(Image-grounded pointing data)
· · · · ·

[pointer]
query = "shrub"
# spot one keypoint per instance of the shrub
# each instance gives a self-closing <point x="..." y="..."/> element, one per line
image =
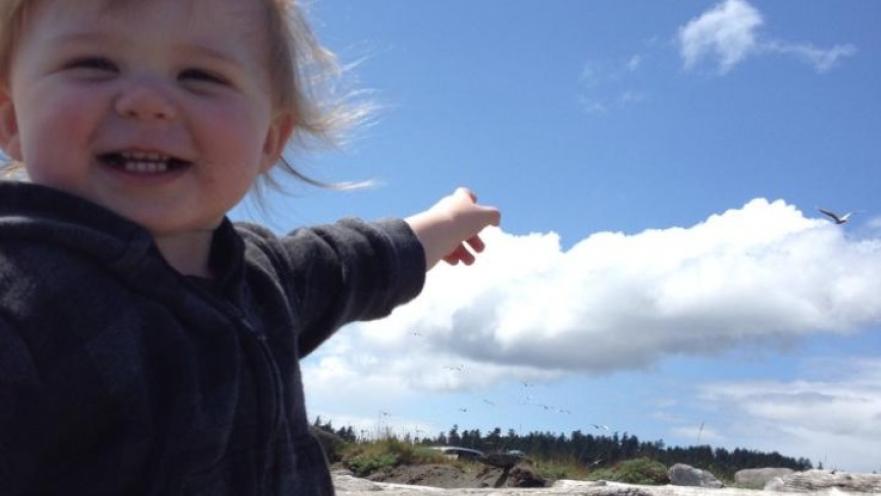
<point x="367" y="458"/>
<point x="637" y="471"/>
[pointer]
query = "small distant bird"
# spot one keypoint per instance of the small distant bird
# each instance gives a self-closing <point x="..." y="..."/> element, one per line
<point x="838" y="219"/>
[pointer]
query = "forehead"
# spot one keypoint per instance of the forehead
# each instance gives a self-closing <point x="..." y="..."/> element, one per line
<point x="236" y="25"/>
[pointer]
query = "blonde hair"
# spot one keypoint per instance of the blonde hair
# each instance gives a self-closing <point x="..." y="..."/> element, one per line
<point x="302" y="76"/>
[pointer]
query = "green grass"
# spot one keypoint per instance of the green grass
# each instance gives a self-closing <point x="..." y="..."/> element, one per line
<point x="637" y="471"/>
<point x="555" y="469"/>
<point x="366" y="458"/>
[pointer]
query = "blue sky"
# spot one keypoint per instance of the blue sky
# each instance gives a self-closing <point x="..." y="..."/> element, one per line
<point x="661" y="264"/>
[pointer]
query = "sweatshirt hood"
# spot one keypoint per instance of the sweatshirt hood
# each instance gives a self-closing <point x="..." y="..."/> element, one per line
<point x="34" y="213"/>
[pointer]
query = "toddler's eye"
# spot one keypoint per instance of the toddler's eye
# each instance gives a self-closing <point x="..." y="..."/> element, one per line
<point x="92" y="63"/>
<point x="200" y="75"/>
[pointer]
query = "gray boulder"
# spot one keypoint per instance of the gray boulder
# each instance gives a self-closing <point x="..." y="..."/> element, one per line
<point x="756" y="478"/>
<point x="821" y="480"/>
<point x="686" y="475"/>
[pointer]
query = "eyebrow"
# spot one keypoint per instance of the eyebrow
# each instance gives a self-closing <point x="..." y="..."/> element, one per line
<point x="200" y="49"/>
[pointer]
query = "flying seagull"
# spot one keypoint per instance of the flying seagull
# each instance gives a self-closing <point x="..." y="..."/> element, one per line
<point x="838" y="219"/>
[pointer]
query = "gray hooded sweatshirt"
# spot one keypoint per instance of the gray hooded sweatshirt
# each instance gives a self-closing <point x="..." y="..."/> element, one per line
<point x="119" y="375"/>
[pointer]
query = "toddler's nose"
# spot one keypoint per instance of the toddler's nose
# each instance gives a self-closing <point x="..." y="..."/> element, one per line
<point x="145" y="102"/>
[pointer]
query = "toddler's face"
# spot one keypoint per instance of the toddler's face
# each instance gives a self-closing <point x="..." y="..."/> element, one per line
<point x="159" y="110"/>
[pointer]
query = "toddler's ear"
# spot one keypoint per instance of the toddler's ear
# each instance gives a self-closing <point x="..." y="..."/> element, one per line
<point x="277" y="137"/>
<point x="9" y="137"/>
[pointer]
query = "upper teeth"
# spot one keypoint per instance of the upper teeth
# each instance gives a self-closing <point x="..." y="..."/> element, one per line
<point x="152" y="156"/>
<point x="138" y="161"/>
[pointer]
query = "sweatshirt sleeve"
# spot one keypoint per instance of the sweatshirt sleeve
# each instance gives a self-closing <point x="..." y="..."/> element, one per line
<point x="348" y="271"/>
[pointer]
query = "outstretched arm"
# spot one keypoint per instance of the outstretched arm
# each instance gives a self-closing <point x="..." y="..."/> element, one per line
<point x="452" y="223"/>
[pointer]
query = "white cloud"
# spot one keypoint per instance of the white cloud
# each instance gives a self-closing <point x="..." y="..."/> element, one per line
<point x="601" y="86"/>
<point x="821" y="59"/>
<point x="819" y="418"/>
<point x="758" y="275"/>
<point x="726" y="31"/>
<point x="728" y="34"/>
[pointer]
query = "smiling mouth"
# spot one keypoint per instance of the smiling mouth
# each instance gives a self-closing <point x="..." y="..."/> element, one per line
<point x="138" y="162"/>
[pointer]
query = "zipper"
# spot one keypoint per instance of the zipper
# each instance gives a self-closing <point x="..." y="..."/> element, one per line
<point x="266" y="367"/>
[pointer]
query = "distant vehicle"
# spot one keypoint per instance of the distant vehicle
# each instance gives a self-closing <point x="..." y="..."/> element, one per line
<point x="459" y="453"/>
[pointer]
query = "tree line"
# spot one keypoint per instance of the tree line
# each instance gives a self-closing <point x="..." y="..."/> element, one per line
<point x="597" y="450"/>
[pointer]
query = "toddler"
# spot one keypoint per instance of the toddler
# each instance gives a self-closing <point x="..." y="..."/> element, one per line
<point x="147" y="344"/>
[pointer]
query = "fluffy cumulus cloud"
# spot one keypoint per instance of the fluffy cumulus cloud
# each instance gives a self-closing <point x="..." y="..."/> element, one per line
<point x="726" y="31"/>
<point x="759" y="275"/>
<point x="824" y="418"/>
<point x="728" y="34"/>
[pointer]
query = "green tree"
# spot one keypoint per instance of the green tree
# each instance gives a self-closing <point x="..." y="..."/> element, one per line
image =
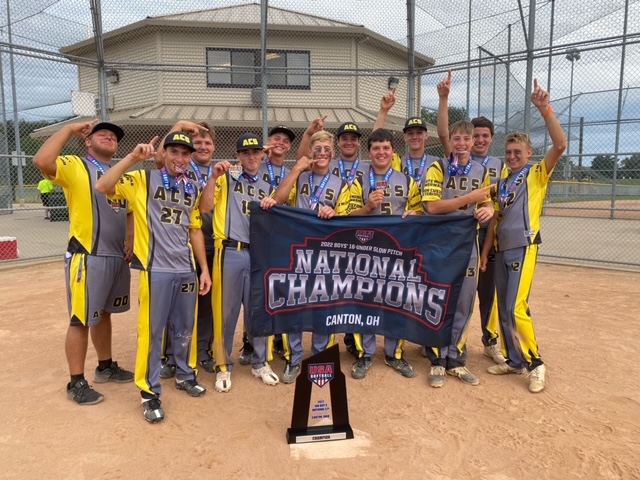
<point x="603" y="165"/>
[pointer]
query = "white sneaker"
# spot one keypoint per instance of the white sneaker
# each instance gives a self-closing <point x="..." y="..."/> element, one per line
<point x="536" y="379"/>
<point x="267" y="375"/>
<point x="504" y="369"/>
<point x="223" y="382"/>
<point x="464" y="375"/>
<point x="494" y="352"/>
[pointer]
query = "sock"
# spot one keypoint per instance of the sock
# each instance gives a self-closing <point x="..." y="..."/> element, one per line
<point x="104" y="364"/>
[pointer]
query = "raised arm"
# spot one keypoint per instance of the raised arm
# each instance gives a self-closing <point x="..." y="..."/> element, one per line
<point x="444" y="88"/>
<point x="107" y="183"/>
<point x="315" y="126"/>
<point x="386" y="103"/>
<point x="541" y="99"/>
<point x="45" y="159"/>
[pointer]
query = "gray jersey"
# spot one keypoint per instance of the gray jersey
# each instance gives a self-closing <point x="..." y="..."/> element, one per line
<point x="335" y="192"/>
<point x="232" y="198"/>
<point x="207" y="218"/>
<point x="163" y="217"/>
<point x="362" y="168"/>
<point x="279" y="172"/>
<point x="440" y="185"/>
<point x="494" y="167"/>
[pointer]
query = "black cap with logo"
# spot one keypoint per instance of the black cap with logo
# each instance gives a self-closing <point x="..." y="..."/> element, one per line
<point x="348" y="127"/>
<point x="179" y="138"/>
<point x="108" y="126"/>
<point x="282" y="129"/>
<point x="415" y="122"/>
<point x="248" y="141"/>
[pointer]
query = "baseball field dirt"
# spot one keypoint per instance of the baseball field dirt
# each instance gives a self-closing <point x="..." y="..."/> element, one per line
<point x="586" y="424"/>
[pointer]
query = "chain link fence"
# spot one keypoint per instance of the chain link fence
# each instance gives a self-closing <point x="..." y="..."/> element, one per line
<point x="147" y="66"/>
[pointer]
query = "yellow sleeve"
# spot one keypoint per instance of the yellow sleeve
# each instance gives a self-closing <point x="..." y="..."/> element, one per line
<point x="414" y="200"/>
<point x="356" y="200"/>
<point x="343" y="206"/>
<point x="67" y="168"/>
<point x="396" y="162"/>
<point x="128" y="185"/>
<point x="433" y="184"/>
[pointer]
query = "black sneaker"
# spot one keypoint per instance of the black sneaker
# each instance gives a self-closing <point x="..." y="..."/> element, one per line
<point x="192" y="387"/>
<point x="167" y="371"/>
<point x="82" y="393"/>
<point x="153" y="411"/>
<point x="113" y="374"/>
<point x="247" y="352"/>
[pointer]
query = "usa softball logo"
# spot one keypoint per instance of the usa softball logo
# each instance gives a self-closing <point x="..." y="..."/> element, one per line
<point x="364" y="235"/>
<point x="321" y="373"/>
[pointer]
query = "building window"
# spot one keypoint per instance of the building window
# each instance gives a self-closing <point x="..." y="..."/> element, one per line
<point x="241" y="68"/>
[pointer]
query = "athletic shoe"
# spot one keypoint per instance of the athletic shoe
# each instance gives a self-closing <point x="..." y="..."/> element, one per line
<point x="278" y="348"/>
<point x="494" y="352"/>
<point x="536" y="379"/>
<point x="267" y="375"/>
<point x="464" y="374"/>
<point x="290" y="373"/>
<point x="113" y="374"/>
<point x="192" y="387"/>
<point x="82" y="393"/>
<point x="436" y="376"/>
<point x="361" y="368"/>
<point x="153" y="411"/>
<point x="401" y="366"/>
<point x="167" y="371"/>
<point x="504" y="368"/>
<point x="247" y="352"/>
<point x="208" y="365"/>
<point x="223" y="382"/>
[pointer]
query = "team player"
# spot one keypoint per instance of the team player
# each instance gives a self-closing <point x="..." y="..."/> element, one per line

· · · · ·

**EXERCISE REQUIREMENTS**
Please output exactly the lines of the data above, from its first line through the line with "# spot one keypoint per instance of the gray boulder", and nothing else; drop the pictures.

**ANSWER FOR THE TASK**
[pointer]
query = "shrub"
# spot one keypoint per instance of the shrub
# each instance gives a self-closing <point x="..." y="..."/> element, one per line
image =
<point x="367" y="458"/>
<point x="637" y="471"/>
[pointer]
query = "small distant bird"
# spot one keypoint per instance of the small distant bird
# each instance gives a self-closing <point x="..." y="..."/> element, one per line
<point x="838" y="219"/>
[pointer]
query = "forehead"
# spot one keypoint per instance of the forehead
# each instance gives a self-closing <point x="..." y="..."/> element, one per line
<point x="236" y="25"/>
[pointer]
query = "blonde hair"
# spot one keypoint per instance of the blonde hair
# each instance gives a self-closing <point x="..." y="..."/> element, one per line
<point x="302" y="76"/>
[pointer]
query = "green grass"
# spot one keypoint per instance of the green grass
# each instance gives a self-closing <point x="..." y="..."/> element, one per line
<point x="637" y="471"/>
<point x="555" y="469"/>
<point x="366" y="458"/>
[pointer]
query = "blue sky"
# spot one keypoint per instance of the blue sky
# each instance gives a self-closing <point x="..." y="..."/> element, one per line
<point x="661" y="264"/>
[pointer]
query = "sweatshirt hood"
# spot one keypoint per instance of the sweatshirt hood
# each instance gives a self-closing <point x="..." y="..."/> element, one per line
<point x="34" y="213"/>
[pointer]
query = "toddler's eye"
# spot one keypoint per instance of the toddler's eye
# each instance gives a self-closing <point x="..." y="..."/> element, one per line
<point x="92" y="63"/>
<point x="200" y="75"/>
[pointer]
query = "gray boulder"
# spot one keypoint per instance of the gray boulder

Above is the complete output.